Segmentation mask data
*** Block opens ***
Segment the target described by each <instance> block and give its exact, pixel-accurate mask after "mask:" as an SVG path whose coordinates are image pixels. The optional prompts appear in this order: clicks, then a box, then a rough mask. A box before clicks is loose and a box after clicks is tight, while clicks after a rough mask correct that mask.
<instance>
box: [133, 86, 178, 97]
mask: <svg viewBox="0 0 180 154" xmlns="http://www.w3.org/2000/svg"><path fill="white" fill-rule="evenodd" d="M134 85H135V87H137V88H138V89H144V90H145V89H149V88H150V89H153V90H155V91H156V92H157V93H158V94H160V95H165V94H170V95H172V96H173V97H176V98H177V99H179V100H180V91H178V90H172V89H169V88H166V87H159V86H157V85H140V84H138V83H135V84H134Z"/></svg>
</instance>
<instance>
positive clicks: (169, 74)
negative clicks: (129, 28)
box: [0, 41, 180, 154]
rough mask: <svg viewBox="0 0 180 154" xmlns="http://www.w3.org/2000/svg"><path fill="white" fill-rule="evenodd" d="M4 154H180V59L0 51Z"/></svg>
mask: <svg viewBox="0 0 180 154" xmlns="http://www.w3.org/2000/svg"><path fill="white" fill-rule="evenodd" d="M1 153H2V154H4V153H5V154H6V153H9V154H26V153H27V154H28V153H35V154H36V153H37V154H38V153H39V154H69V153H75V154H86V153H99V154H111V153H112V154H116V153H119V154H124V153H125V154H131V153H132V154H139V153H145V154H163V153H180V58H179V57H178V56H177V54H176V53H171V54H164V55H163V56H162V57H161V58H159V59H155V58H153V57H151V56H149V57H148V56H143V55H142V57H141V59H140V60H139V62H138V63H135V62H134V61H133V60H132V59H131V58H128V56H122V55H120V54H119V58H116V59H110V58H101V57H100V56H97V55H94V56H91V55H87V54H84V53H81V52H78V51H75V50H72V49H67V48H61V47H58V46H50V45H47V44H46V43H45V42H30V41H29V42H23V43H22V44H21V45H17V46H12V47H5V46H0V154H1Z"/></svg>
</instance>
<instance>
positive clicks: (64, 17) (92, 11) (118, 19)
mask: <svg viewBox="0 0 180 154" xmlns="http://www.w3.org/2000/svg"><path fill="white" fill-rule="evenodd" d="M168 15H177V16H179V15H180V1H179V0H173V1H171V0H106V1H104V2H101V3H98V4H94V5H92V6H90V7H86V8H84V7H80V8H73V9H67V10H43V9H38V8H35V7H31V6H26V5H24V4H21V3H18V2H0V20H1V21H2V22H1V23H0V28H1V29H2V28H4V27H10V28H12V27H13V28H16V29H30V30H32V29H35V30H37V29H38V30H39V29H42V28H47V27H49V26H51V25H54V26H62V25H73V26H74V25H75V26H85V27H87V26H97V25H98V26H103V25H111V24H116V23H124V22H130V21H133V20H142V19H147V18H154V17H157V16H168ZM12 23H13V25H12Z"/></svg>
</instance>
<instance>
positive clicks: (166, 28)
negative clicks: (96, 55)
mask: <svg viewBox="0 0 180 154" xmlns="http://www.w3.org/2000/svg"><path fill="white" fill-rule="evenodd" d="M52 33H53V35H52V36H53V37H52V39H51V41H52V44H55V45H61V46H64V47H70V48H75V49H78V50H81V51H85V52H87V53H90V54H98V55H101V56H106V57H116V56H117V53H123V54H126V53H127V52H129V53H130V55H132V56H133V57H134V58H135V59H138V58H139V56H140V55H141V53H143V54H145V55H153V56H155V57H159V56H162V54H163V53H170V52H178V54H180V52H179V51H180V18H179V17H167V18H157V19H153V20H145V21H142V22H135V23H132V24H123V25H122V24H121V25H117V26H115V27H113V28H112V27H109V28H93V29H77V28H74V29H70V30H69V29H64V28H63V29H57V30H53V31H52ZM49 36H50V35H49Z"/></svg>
*** Block closes ***
Rewrite the lines above with every "positive clicks" changed to "foreground clicks", keeping everything else the same.

Exercise solution:
Segment the target described by each <instance> block and give its exact, pixel-accurate mask after "mask:" as an SVG path whose coordinates are image pixels. The optional prompts appear in this order: clicks, then a box, then a rough mask. A box before clicks is loose and a box after clicks is tight, while clicks after a rough mask correct that mask.
<instance>
box: [133, 86, 178, 97]
mask: <svg viewBox="0 0 180 154" xmlns="http://www.w3.org/2000/svg"><path fill="white" fill-rule="evenodd" d="M134 85H135V87H137V88H138V89H144V90H145V89H149V88H150V89H153V90H155V91H156V92H157V93H158V94H160V95H165V94H170V95H172V96H173V97H176V98H177V99H179V100H180V91H178V90H172V89H169V88H166V87H159V86H157V85H140V84H138V83H135V84H134Z"/></svg>
</instance>
<instance>
foreground clicks: (169, 74)
negative clicks: (129, 28)
box: [0, 41, 180, 154]
rough mask: <svg viewBox="0 0 180 154" xmlns="http://www.w3.org/2000/svg"><path fill="white" fill-rule="evenodd" d="M4 154H180V59L0 51Z"/></svg>
mask: <svg viewBox="0 0 180 154" xmlns="http://www.w3.org/2000/svg"><path fill="white" fill-rule="evenodd" d="M1 153H2V154H4V153H5V154H6V153H9V154H26V153H27V154H28V153H35V154H36V153H37V154H38V153H39V154H69V153H75V154H86V153H99V154H111V153H112V154H116V153H119V154H124V153H125V154H131V153H132V154H139V153H145V154H163V153H180V58H179V57H178V56H177V54H176V53H171V54H164V55H163V56H162V57H161V58H159V59H155V58H153V57H151V56H149V57H148V56H143V55H142V57H141V59H140V60H139V62H138V63H135V62H134V61H133V60H132V59H131V58H128V56H122V55H120V54H119V58H116V59H110V58H101V57H100V56H97V55H94V56H91V55H87V54H84V53H81V52H78V51H75V50H72V49H67V48H61V47H58V46H50V45H47V44H46V43H45V42H30V41H29V42H23V43H22V44H21V45H17V46H12V47H5V46H0V154H1Z"/></svg>
</instance>
<instance>
foreground clicks: (64, 17) (92, 11) (118, 19)
mask: <svg viewBox="0 0 180 154" xmlns="http://www.w3.org/2000/svg"><path fill="white" fill-rule="evenodd" d="M168 15H177V16H179V15H180V1H179V0H173V1H171V0H106V1H104V2H101V3H98V4H94V5H92V6H90V7H86V8H84V7H80V8H73V9H67V10H43V9H38V8H35V7H31V6H26V5H24V4H21V3H18V2H0V20H1V21H2V22H1V23H0V28H1V29H2V28H4V27H10V28H12V27H13V28H16V29H30V30H32V29H35V30H37V29H38V30H39V29H42V28H47V27H49V26H51V25H54V26H62V25H73V26H74V25H75V26H85V27H87V26H97V25H98V26H103V25H111V24H116V23H124V22H130V21H133V20H142V19H147V18H154V17H157V16H168ZM12 23H13V25H12Z"/></svg>
</instance>
<instance>
foreground clicks: (166, 28)
negative clicks: (96, 55)
mask: <svg viewBox="0 0 180 154" xmlns="http://www.w3.org/2000/svg"><path fill="white" fill-rule="evenodd" d="M52 33H53V35H52V36H53V37H52V39H51V41H52V44H55V45H61V46H64V47H70V48H75V49H78V50H81V51H85V52H87V53H90V54H98V55H101V56H106V57H116V56H117V53H123V54H126V53H127V52H129V53H130V55H132V56H133V57H134V58H135V59H138V58H139V56H140V55H141V53H143V54H145V55H153V56H155V57H159V56H162V54H163V53H170V52H178V54H180V52H179V51H180V18H179V17H167V18H157V19H153V20H145V21H142V22H135V23H132V24H123V25H122V24H121V25H117V26H115V27H113V28H112V27H109V28H93V29H77V28H74V29H70V30H69V29H64V28H63V29H57V30H53V31H52ZM49 36H50V35H49Z"/></svg>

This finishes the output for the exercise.